To be done: Copy the rows from the line with "Indicate the elderly" up to and including the line with "(1273, 606)", changing "wooden chair" to "wood chair" and leaving everything else unchanged.

Records to use:
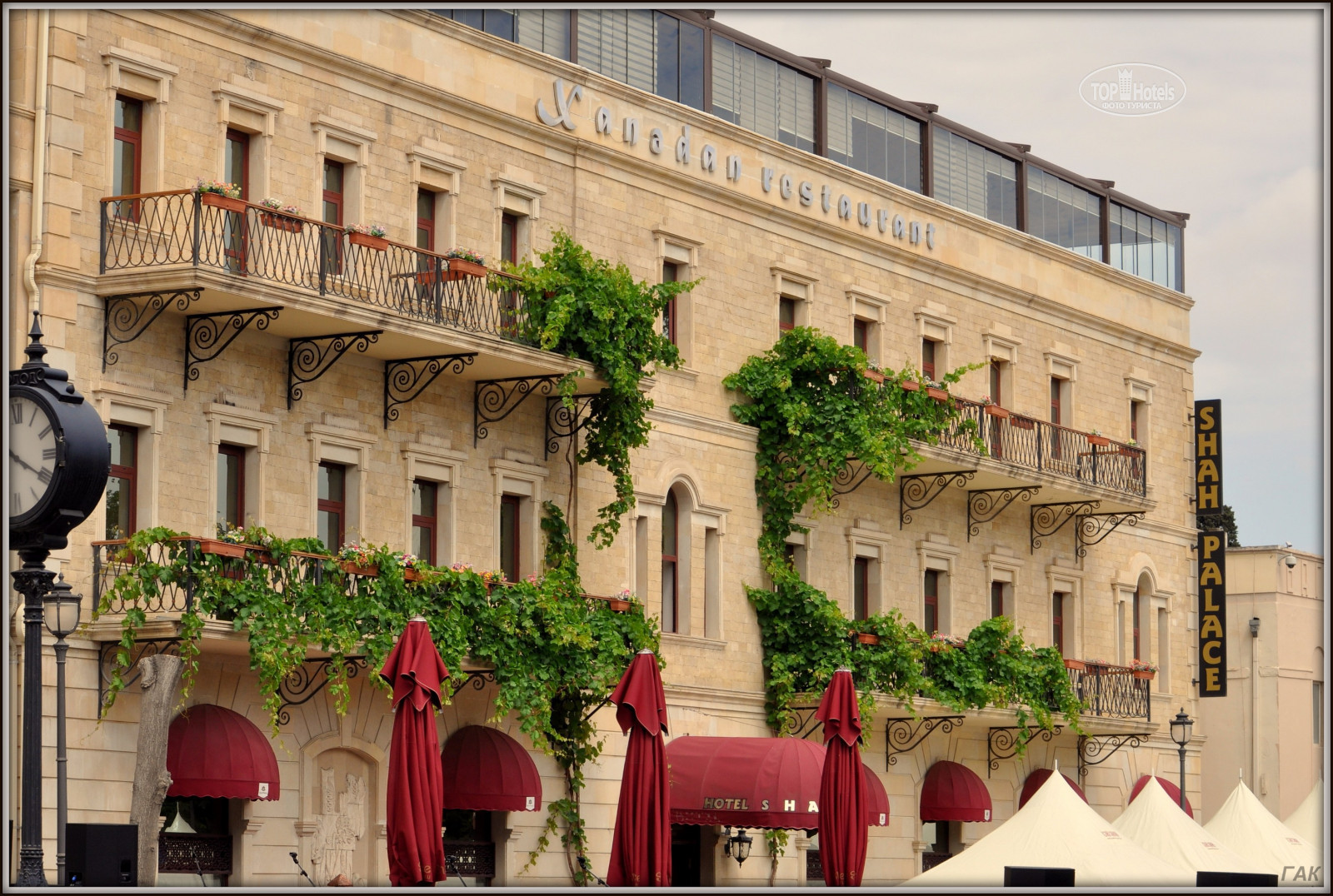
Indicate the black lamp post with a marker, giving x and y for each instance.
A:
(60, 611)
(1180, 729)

--

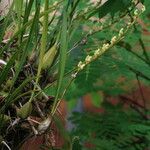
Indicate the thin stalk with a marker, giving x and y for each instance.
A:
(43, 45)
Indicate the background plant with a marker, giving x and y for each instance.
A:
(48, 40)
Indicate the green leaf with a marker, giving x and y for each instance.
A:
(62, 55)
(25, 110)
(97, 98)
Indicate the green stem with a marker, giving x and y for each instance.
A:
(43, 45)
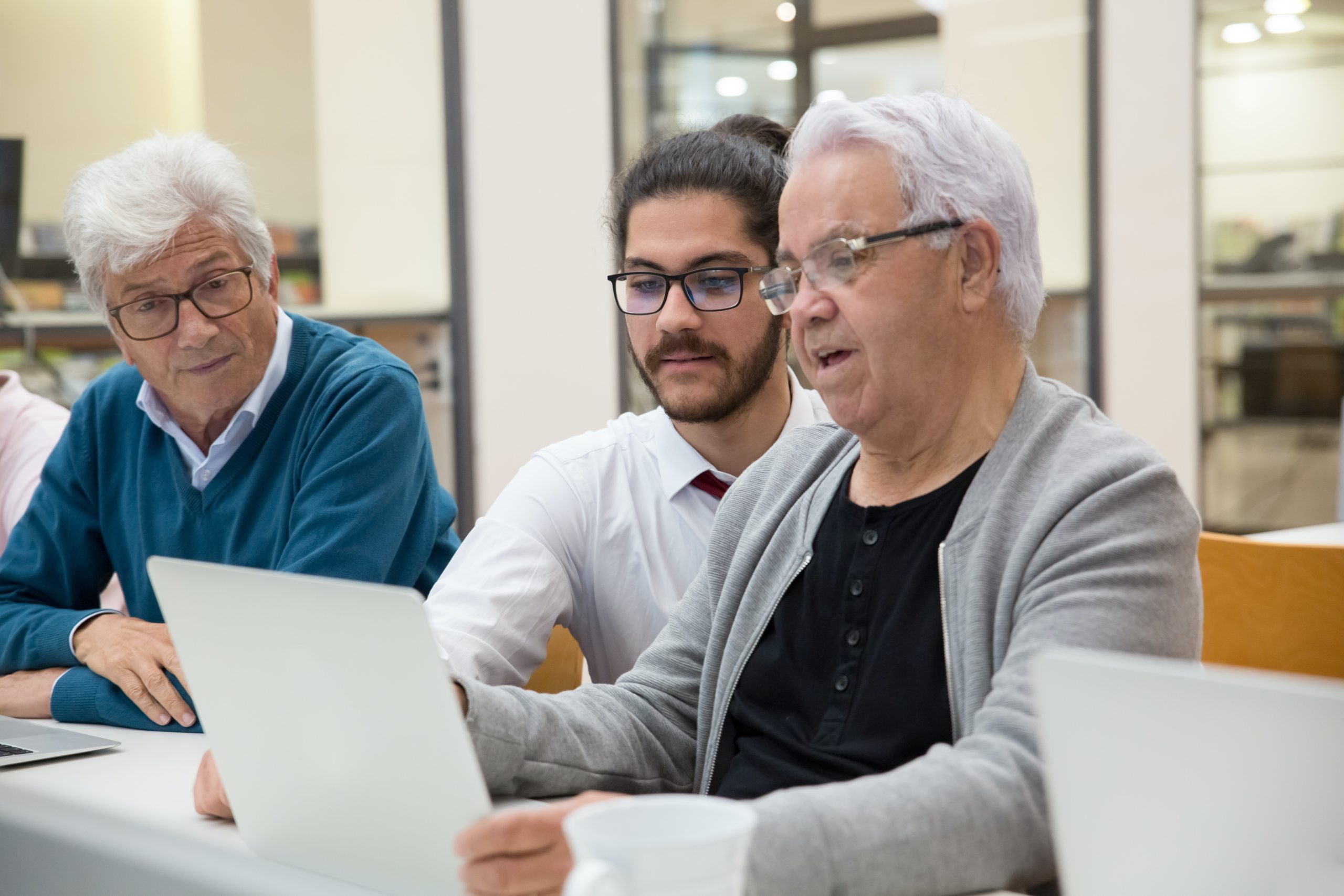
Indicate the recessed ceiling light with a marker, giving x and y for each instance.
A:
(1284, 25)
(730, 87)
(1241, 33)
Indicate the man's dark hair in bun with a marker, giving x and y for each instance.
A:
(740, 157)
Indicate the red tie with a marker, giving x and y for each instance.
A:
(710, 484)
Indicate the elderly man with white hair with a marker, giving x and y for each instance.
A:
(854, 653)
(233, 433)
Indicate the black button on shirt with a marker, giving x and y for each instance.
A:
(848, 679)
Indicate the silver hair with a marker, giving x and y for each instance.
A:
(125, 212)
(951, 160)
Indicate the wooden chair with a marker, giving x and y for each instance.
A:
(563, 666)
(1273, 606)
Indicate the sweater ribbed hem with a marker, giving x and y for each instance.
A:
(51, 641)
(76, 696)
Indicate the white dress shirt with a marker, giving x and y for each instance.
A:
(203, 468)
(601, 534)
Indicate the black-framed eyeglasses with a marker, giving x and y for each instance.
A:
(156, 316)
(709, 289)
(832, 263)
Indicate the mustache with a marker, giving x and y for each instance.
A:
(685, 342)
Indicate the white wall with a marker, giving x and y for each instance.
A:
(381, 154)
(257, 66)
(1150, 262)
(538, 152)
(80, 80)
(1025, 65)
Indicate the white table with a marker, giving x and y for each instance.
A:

Exercise result:
Indicate the elderly man with white hair with a marker, giving x and y for each instance.
A:
(854, 653)
(233, 433)
Indicate the black button on shirt with a marker, giving x and y for each instance.
A:
(848, 679)
Indicate the silver hair with a marker, giving x and y for each instance.
A:
(125, 212)
(951, 160)
Indicate the wood chair with a marker, giving x and y for each instance.
A:
(563, 666)
(1273, 606)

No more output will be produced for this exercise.